## What is required
Return all of the entries exactly as written.

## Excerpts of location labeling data
▼

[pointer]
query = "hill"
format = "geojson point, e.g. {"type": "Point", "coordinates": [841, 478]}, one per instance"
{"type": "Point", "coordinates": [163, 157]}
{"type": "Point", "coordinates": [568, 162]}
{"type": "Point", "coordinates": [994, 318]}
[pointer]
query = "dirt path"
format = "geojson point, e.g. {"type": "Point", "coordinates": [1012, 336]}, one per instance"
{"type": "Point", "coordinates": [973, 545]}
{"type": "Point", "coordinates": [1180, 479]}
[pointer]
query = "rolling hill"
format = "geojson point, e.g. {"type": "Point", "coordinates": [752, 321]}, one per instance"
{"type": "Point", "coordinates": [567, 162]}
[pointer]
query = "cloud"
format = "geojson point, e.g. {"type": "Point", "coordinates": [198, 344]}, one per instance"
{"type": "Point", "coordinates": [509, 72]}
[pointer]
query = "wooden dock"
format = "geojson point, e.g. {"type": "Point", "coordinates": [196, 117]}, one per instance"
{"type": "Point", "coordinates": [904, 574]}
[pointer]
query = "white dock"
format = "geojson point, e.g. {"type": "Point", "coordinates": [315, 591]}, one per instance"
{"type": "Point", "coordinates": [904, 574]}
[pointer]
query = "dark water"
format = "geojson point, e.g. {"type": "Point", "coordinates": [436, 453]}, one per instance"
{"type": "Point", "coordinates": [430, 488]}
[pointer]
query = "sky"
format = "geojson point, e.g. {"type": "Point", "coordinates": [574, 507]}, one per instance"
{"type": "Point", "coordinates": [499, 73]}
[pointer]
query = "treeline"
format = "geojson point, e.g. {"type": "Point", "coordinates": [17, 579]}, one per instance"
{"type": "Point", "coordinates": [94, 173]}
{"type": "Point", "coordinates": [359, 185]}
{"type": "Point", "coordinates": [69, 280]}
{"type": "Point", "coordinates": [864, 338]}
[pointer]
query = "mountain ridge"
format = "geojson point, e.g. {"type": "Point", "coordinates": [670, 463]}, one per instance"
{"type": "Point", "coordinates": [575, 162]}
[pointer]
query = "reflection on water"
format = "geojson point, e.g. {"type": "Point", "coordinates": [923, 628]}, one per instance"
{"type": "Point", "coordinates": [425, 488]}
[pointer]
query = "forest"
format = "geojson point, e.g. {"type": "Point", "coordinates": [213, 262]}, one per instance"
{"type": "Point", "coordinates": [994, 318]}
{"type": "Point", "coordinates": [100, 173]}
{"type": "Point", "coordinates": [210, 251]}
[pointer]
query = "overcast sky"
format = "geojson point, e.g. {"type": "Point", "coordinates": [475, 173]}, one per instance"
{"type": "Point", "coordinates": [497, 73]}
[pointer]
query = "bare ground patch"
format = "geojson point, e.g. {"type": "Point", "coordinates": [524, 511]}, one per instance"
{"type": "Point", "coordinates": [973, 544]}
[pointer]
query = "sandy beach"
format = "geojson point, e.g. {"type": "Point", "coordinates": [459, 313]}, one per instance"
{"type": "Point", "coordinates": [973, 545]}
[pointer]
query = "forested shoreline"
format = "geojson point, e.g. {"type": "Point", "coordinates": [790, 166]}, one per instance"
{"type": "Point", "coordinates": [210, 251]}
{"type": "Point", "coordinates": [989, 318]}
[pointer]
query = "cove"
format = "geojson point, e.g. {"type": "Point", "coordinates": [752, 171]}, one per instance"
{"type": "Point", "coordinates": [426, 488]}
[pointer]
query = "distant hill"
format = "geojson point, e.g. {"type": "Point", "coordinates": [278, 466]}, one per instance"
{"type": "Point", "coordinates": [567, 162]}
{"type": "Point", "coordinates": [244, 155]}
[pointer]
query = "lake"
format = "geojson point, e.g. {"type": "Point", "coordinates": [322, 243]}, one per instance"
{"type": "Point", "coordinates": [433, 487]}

▲

## Worked answer
[pointer]
query = "hill"
format = "geojson point, e.g. {"type": "Point", "coordinates": [841, 478]}, one per instance"
{"type": "Point", "coordinates": [163, 157]}
{"type": "Point", "coordinates": [568, 162]}
{"type": "Point", "coordinates": [994, 318]}
[pointer]
query = "dirt path"
format = "geojson point, e.g. {"type": "Point", "coordinates": [1012, 336]}, one per instance"
{"type": "Point", "coordinates": [973, 545]}
{"type": "Point", "coordinates": [1180, 479]}
[pointer]
query = "rolling hill"
format = "geojson point, e.g. {"type": "Point", "coordinates": [752, 321]}, one per instance"
{"type": "Point", "coordinates": [567, 162]}
[pointer]
query = "cloud"
format = "geojson point, e.g. {"type": "Point", "coordinates": [198, 344]}, one per instance"
{"type": "Point", "coordinates": [509, 72]}
[pointer]
query = "wooden dock"
format = "geojson point, e.g. {"type": "Point", "coordinates": [196, 117]}, one per instance"
{"type": "Point", "coordinates": [904, 574]}
[pointer]
query = "white dock"
format = "geojson point, e.g. {"type": "Point", "coordinates": [315, 591]}, one per instance"
{"type": "Point", "coordinates": [904, 574]}
[pointer]
query = "dark water"
format = "geojson point, e.g. {"type": "Point", "coordinates": [436, 453]}, one per instance"
{"type": "Point", "coordinates": [430, 488]}
[pointer]
query = "sky"
format = "geojson point, e.g. {"type": "Point", "coordinates": [574, 507]}, one per instance"
{"type": "Point", "coordinates": [499, 73]}
[pointer]
query = "treeline"
format = "geojson point, e.g. {"type": "Point", "coordinates": [17, 579]}, one per instance"
{"type": "Point", "coordinates": [94, 173]}
{"type": "Point", "coordinates": [359, 185]}
{"type": "Point", "coordinates": [69, 280]}
{"type": "Point", "coordinates": [864, 338]}
[pointer]
query = "mountain ridge"
format = "geojson point, e.g. {"type": "Point", "coordinates": [670, 463]}, one per instance"
{"type": "Point", "coordinates": [575, 162]}
[pointer]
query = "reflection on water"
format = "geojson point, e.g. {"type": "Point", "coordinates": [923, 628]}, one per instance"
{"type": "Point", "coordinates": [425, 488]}
[pointer]
query = "forest"
format = "geojson point, e.g. {"type": "Point", "coordinates": [213, 262]}, one per instance"
{"type": "Point", "coordinates": [994, 318]}
{"type": "Point", "coordinates": [100, 173]}
{"type": "Point", "coordinates": [210, 251]}
[pointer]
query = "overcast sky"
format = "geojson point, e.g. {"type": "Point", "coordinates": [475, 173]}, one per instance"
{"type": "Point", "coordinates": [497, 73]}
[pointer]
query = "bare ground patch"
format = "geojson point, e.g. {"type": "Point", "coordinates": [524, 511]}, one per instance"
{"type": "Point", "coordinates": [973, 544]}
[pointer]
query = "sandy beach"
format = "geojson point, e.g. {"type": "Point", "coordinates": [459, 313]}, one per instance"
{"type": "Point", "coordinates": [973, 545]}
[pointer]
query = "forested shoreline"
format = "geojson point, e.g. {"type": "Point", "coordinates": [790, 166]}, one per instance"
{"type": "Point", "coordinates": [210, 251]}
{"type": "Point", "coordinates": [989, 318]}
[pointer]
query = "cove"
format = "geojson point, e.g. {"type": "Point", "coordinates": [752, 171]}, one per instance"
{"type": "Point", "coordinates": [426, 488]}
[pointer]
query = "distant hill"
format = "geojson point, e.g. {"type": "Point", "coordinates": [278, 466]}, one per instance"
{"type": "Point", "coordinates": [567, 162]}
{"type": "Point", "coordinates": [244, 155]}
[pointer]
query = "lake"
format = "geojson point, e.g. {"type": "Point", "coordinates": [322, 243]}, one per instance"
{"type": "Point", "coordinates": [433, 487]}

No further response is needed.